### Task goal
Rewrite every line of the rows below as a two-column Markdown table headed Number and Text. Number the lines in order and leave out any blank ones.

= = = = =

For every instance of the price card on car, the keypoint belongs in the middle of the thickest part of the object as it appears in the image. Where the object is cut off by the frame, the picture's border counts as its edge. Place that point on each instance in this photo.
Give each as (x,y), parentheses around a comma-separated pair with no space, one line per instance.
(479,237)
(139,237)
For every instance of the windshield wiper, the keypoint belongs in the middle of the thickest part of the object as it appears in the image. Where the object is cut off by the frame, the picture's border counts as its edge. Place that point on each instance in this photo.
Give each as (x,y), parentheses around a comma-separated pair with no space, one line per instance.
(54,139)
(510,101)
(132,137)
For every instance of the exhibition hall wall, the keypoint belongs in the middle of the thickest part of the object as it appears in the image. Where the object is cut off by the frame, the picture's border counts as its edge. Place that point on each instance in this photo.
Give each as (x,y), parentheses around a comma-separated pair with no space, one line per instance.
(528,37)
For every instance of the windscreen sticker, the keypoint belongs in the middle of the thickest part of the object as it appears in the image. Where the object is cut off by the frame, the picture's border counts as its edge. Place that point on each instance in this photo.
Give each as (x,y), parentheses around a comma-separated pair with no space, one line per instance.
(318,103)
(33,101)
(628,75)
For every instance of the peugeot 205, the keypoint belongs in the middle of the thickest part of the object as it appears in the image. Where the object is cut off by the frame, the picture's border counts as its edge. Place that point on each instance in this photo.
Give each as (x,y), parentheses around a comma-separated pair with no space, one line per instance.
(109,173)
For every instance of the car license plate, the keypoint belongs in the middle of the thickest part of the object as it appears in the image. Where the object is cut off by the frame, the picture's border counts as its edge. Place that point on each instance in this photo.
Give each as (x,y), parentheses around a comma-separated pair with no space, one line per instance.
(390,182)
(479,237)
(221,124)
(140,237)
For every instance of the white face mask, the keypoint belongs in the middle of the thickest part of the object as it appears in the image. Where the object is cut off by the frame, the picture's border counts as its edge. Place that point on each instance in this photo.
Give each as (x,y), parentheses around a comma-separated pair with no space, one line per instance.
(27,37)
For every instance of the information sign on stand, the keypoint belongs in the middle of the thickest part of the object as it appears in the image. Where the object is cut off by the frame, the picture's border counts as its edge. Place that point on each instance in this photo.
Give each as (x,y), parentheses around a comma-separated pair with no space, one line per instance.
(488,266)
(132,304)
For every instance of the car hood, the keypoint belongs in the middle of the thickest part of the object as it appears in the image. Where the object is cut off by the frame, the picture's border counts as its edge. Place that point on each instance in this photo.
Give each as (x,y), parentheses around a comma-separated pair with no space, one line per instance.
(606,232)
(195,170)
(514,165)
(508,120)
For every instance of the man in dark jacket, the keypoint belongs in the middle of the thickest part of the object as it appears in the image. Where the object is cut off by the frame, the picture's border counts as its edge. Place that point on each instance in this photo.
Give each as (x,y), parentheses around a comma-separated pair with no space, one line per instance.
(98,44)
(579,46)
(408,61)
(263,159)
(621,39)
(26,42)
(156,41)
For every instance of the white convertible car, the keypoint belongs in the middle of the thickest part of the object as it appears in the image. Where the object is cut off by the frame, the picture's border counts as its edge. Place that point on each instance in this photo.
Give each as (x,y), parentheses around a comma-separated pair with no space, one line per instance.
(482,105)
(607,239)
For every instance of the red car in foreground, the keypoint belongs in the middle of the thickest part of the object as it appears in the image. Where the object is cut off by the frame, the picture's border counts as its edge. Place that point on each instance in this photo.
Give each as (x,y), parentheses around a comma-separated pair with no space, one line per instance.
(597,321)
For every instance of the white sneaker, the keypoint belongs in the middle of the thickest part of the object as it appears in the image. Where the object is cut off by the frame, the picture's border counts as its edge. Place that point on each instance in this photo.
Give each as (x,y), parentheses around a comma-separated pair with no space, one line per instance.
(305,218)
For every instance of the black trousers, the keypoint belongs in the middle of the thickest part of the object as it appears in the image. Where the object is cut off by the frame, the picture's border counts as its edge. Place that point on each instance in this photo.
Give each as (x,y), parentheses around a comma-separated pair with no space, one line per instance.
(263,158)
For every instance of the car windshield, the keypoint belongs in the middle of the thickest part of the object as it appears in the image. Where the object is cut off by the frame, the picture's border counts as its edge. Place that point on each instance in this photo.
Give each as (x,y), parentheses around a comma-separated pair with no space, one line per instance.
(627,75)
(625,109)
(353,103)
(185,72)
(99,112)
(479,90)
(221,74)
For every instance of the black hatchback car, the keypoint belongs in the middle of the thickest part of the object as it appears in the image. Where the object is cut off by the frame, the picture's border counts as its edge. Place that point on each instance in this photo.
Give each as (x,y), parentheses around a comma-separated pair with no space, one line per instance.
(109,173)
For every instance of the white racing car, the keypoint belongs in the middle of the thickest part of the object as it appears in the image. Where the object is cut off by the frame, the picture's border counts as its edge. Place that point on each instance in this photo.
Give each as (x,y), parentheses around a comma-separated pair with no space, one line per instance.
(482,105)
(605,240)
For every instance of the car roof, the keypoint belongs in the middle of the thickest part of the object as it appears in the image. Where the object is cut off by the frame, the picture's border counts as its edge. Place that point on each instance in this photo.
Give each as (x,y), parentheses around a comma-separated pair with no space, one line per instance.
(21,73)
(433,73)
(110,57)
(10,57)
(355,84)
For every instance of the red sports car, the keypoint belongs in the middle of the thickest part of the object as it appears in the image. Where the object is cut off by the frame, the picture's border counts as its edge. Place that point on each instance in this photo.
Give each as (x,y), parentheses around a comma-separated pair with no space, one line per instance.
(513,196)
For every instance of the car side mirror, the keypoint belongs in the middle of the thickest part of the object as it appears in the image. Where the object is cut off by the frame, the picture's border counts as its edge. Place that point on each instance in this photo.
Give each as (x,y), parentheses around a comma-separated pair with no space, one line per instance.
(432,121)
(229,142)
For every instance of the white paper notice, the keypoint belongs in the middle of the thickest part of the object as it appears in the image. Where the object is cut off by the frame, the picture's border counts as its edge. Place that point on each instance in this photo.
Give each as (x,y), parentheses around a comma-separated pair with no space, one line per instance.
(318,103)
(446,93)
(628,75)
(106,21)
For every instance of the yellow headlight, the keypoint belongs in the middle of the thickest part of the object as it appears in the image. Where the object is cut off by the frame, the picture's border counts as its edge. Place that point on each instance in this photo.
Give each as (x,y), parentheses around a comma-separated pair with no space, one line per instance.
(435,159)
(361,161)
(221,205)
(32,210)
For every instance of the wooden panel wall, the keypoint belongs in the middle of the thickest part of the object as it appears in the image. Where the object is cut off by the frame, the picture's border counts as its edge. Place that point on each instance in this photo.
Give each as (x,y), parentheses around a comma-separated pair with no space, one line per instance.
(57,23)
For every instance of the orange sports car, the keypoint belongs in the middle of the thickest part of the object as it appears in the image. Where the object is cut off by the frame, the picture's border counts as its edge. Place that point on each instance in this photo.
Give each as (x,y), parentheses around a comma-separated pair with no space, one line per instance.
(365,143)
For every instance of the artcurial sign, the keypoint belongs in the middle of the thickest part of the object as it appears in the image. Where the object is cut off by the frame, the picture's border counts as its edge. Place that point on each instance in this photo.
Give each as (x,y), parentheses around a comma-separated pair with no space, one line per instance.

= = = = =

### Exercise response
| Number | Text |
|---|---|
| 1 | For every instance of the price card on car, the keypoint belongs in the middle of the thickest part of the object as it appears in the image. Where the object is cut off by the frame, the picture's border counts as its edge. Place that point on each instance in this photo. |
| 2 | Give each as (x,y), parentheses around a comma-separated pair with no space, one line per instance. |
| 3 | (479,237) |
| 4 | (139,237) |
| 5 | For every instance of the windshield wiper, the keypoint belongs in the middle of the thickest part of the object as it appears in the image. Where the object is cut off by the frame, the picture's border counts as its edge. Place that point on each instance in this photo. |
| 6 | Give each as (x,y), parentheses around a comma-separated pair with no space, one line per instance. |
| 7 | (54,139) |
| 8 | (510,101) |
| 9 | (132,137) |
| 10 | For every instance of the exhibition hall wall, the keypoint belongs in the middle of the thickest part of the object as it appears in the image. Where the object is cut off by the frame, the picture's border counts as its edge. Place that point on each instance in this photo. |
| 11 | Give each as (x,y), parentheses around a comma-separated pair with no space, one line per instance. |
| 12 | (528,37) |
| 13 | For every instance of the windscreen sticker, the keypoint belongs in the middle of the thickest part of the object as it appears in the image. Where the object is cut off by the frame, the picture's border counts as its edge. Place that point on each instance in this photo. |
| 14 | Give each as (x,y), parentheses around a comma-separated pair with no space, one line per instance. |
| 15 | (318,103) |
| 16 | (33,101) |
| 17 | (628,75) |
| 18 | For every instance of the peugeot 205, the keypoint belongs in the middle of the thickest part of the object as it appears in the image. Where the object is cut off by the frame, the picture's border counts as its edge. Place that point on each instance in this photo. |
| 19 | Give each as (x,y), parentheses around a comma-separated pair with no space, one line per instance. |
| 20 | (109,173) |
| 21 | For every instance of the car license plate, the keypoint belongs in the middle of the thickest part of the object as it appears in the image. Where the object is cut off by the frame, the picture's border counts as its edge. Place that point on each instance in this photo. |
| 22 | Give each as (x,y), parentheses around a comma-separated pair with no space, one line per instance. |
| 23 | (390,182) |
| 24 | (479,237) |
| 25 | (221,124) |
| 26 | (140,237) |
| 27 | For every instance of the white face mask, the keypoint belongs in the middle of the thickest part of the object as it appears in the image. Where the object is cut off by the frame, the picture's border counts as its edge. Place that point on each instance in this photo. |
| 28 | Give each as (x,y), parentheses around a comma-separated pair with no space, one line per instance. |
| 29 | (27,37) |
| 30 | For every instance of the information sign on stand, the keypoint belongs in the middle of the thickest part of the object as it appears in the image. Where the object is cut off by the frame, the picture's border counts as its edge. Place that point on each instance in this photo. |
| 31 | Give each as (x,y), parentheses around a comma-separated pair with no space, one line per instance. |
| 32 | (488,266) |
| 33 | (132,304) |
| 34 | For every instance of the car hood, the keypoint belongs in the middle of the thickest part of the object as it appears in the image. Where the object is cut off by the frame, the picture's border counts as its edge. Place that point on each instance in this photo. |
| 35 | Give each as (x,y), parentheses around a comma-separated pair with no space, one line per instance. |
| 36 | (606,232) |
| 37 | (195,170) |
| 38 | (514,165) |
| 39 | (508,120) |
| 40 | For every instance of the man in dark jacket, the keypoint belongs in the middle of the thickest part of the object as it appears in the image. Where the object is cut off by the frame, the picture's border counts as its edge. Place that point on each instance in this photo. |
| 41 | Give each as (x,y), parentheses around a comma-separated pair with no space, one line per instance. |
| 42 | (98,44) |
| 43 | (579,46) |
| 44 | (408,61) |
| 45 | (263,159) |
| 46 | (621,39) |
| 47 | (26,42) |
| 48 | (156,41) |
| 49 | For every instance of the white convertible car, the keypoint belongs in the middle of the thickest part of the object as it appears in the image. Where the object is cut off by the frame, the picture's border counts as its edge. Place that point on each instance in this photo. |
| 50 | Give each as (x,y), parentheses around a comma-separated pair with no space, one line per instance. |
| 51 | (482,105) |
| 52 | (607,239) |
| 53 | For every instance of the red car in foreground, the keypoint belongs in the middle of the thickest part of the object as it appears in the image. Where the object is cut off by the frame, the picture's border counts as its edge. Place that point on each instance in this photo. |
| 54 | Give each as (x,y), parentheses around a comma-separated pair with no space, one line per instance. |
| 55 | (597,321) |
| 56 | For every instance of the white sneaker, the keypoint belongs in the middle of the thickest part of the object as it appears in the image. Where the object is cut off by the frame, the picture's border counts as its edge. Place that point on each instance in this photo. |
| 57 | Give each as (x,y), parentheses around a comma-separated pair with no space, one line per instance. |
| 58 | (305,218) |
| 59 | For every instance of the black trousers, the keypoint belongs in the middle of the thickest part of the object as it appears in the image. Where the object is cut off by the frame, the picture's border counts as its edge. Place that point on each instance in this photo. |
| 60 | Give each as (x,y), parentheses around a comma-separated pair with no space, one line per instance. |
| 61 | (263,158) |
| 62 | For every instance of the car windshield, the keypoint belongs in the middle of the thickest part of the object as it appears in the image. Where the object is cut off by the frame, the picture's border counts as its edge. Place that point on each instance in this photo. |
| 63 | Give each as (x,y), parentheses around a comma-separated pair with no space, one line per instance. |
| 64 | (627,75) |
| 65 | (625,109) |
| 66 | (353,103) |
| 67 | (185,72) |
| 68 | (99,112) |
| 69 | (479,90) |
| 70 | (221,74) |
| 71 | For every instance of the black hatchback car, the keypoint belongs in the middle of the thickest part of the object as it appears in the image. Where the object is cut off by the frame, the picture's border counts as its edge. Place that point on each instance in this photo. |
| 72 | Give each as (x,y), parentheses around a comma-separated pair with no space, one line per instance. |
| 73 | (109,173) |
| 74 | For every instance of the white racing car, the keypoint belongs in the middle of the thickest part of the object as it appears in the image. Where the object is cut off by the frame, the picture's border counts as its edge. Place that point on each instance in this photo. |
| 75 | Give each as (x,y), parentheses around a comma-separated pair with no space, one line per instance. |
| 76 | (482,105) |
| 77 | (605,240) |
| 78 | For every instance of the car roof, the keypoint belongs in the middle of the thickest part of the object as it appears in the image. Where the object is cut off by the frame, the picture's border counts as its edge. Place that point on each instance in this photo. |
| 79 | Give each as (x,y), parentheses around a comma-separated pair with no space, one line per instance. |
| 80 | (21,73) |
| 81 | (433,73) |
| 82 | (110,57) |
| 83 | (10,57) |
| 84 | (355,84) |
| 85 | For every instance of the red sports car, the keypoint belongs in the middle of the thickest part of the object as it appears in the image. Where the object is cut off by the frame, the picture's border counts as its edge. Place that point on each instance in this photo. |
| 86 | Give each as (x,y), parentheses around a comma-separated pair with no space, one line per instance. |
| 87 | (513,196) |
| 88 | For every instance of the car side mirror, the keypoint belongs in the middle of the thickest part of the object as it appears in the image. Where the object is cut off by the frame, the picture's border counts as its edge. Place that point on each instance in this photo. |
| 89 | Give each as (x,y), parentheses around a comma-separated pair with no space, one line per instance. |
| 90 | (432,121) |
| 91 | (229,142) |
| 92 | For every instance of the white paper notice, the keypoint belongs in the middle of the thickest part of the object as it appears in the image. Where the object is cut off by the frame, the picture's border counts as its edge. Place that point on each instance in this photo. |
| 93 | Give each as (x,y), parentheses around a comma-separated pair with no space, one line per instance. |
| 94 | (318,103) |
| 95 | (446,93) |
| 96 | (628,75) |
| 97 | (106,21) |
| 98 | For every instance of the yellow headlight, the keypoint belongs in the middle of the thickest part of the object as it appears in the image. Where the object is cut off by the frame, the picture's border counts as its edge. Place that point on each instance in this photo. |
| 99 | Give each as (x,y), parentheses around a comma-separated pair with no space, one line per instance. |
| 100 | (435,159) |
| 101 | (361,161) |
| 102 | (221,205) |
| 103 | (32,210) |
| 104 | For every instance of the wooden panel wall, the keypoint belongs in the middle of the thickest part of the object as it appears in the image. Where the object is cut off by the frame, the picture's border counts as its edge. Place that point on each instance in this photo. |
| 105 | Give each as (x,y), parentheses around a comma-separated pair with no space, one line per instance. |
| 106 | (57,23) |
| 107 | For every instance of the orange sports car, the keypoint belongs in the middle of the thickest part of the object as it appears in the image. Where the object is cut off by the frame, the picture's border counts as its edge. Place that point on each instance in this photo. |
| 108 | Give each as (x,y), parentheses around a comma-separated pair with no space, one line per instance. |
| 109 | (365,143) |
| 110 | For every instance of the artcurial sign, the keypoint belongs in the middle of the thickest part of the object as it appears in the image. Where the object is cut off by the frame, the picture's border counts as its edge. Place that point on each instance in this photo. |
| 111 | Give each as (x,y), parentheses around a comma-separated pair with no space, one line per instance. |